▶ Page text
________

Yet this, according to government, has not deterred ministers, permanent secretaries, directors and their deputies from helping themselves to huge quantities of fuel and other perks that come with their lofty positions.

This is despite the fact that, currently, government is failing to pay salaries on time and service its debt which is increasing by the day.

It was reported that permanent secretaries’ mobile phone allocations are now pegged at $150 per month, while those of directors are pegged at $100 per month; figures that many feel are still way too high considering the state of the economy.

According to the treasury circular number 6 of 2016, fixed telephone services exceeded budget and now the broke government is seeking a rationalisation of non-priority expenditure.

“Consumption of fixed telephone services continues to exceed budgeted expenditures.

“This is evidenced by an annual bill of $34,9 million in 2015 against an appropriation of $13,1 million.

“In order to avoid the continued accumulation of arrears, alignment of consumption with budgeted capacity becomes inescapable,” read part of the circular.

________

▶ Dataset content
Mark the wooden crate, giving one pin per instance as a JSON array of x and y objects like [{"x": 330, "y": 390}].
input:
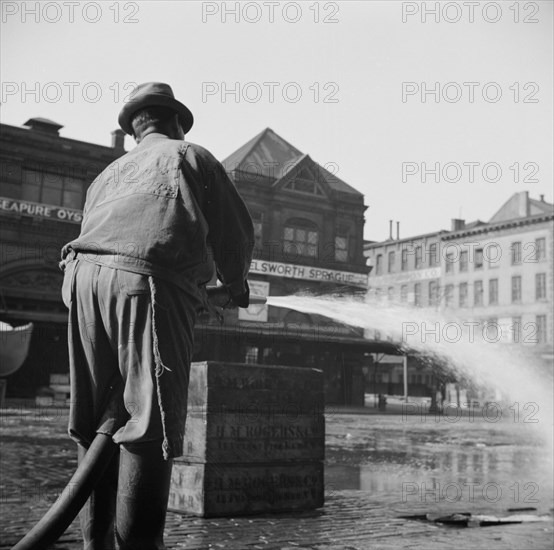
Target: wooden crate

________

▶ Complete the following
1: Using the government spending excerpt, answer each of the following:
(a) What is the monthly mobile phone allocation for permanent secretaries?
(b) Which treasury circular is cited?
(c) According to the circular, what is the government now seeking?
2: Reproduce the passage in the government spending excerpt starting at "According to the" and ending at "of non-priority expenditure.".
The data that accompanies this page is not required for any of the work here.

▶ Expected results
1:
(a) $150 per month.
(b) Treasury circular number 6 of 2016.
(c) A rationalisation of non-priority expenditure.

2:
According to the treasury circular number 6 of 2016, fixed telephone services exceeded budget and now the broke government is seeking a rationalisation of non-priority expenditure.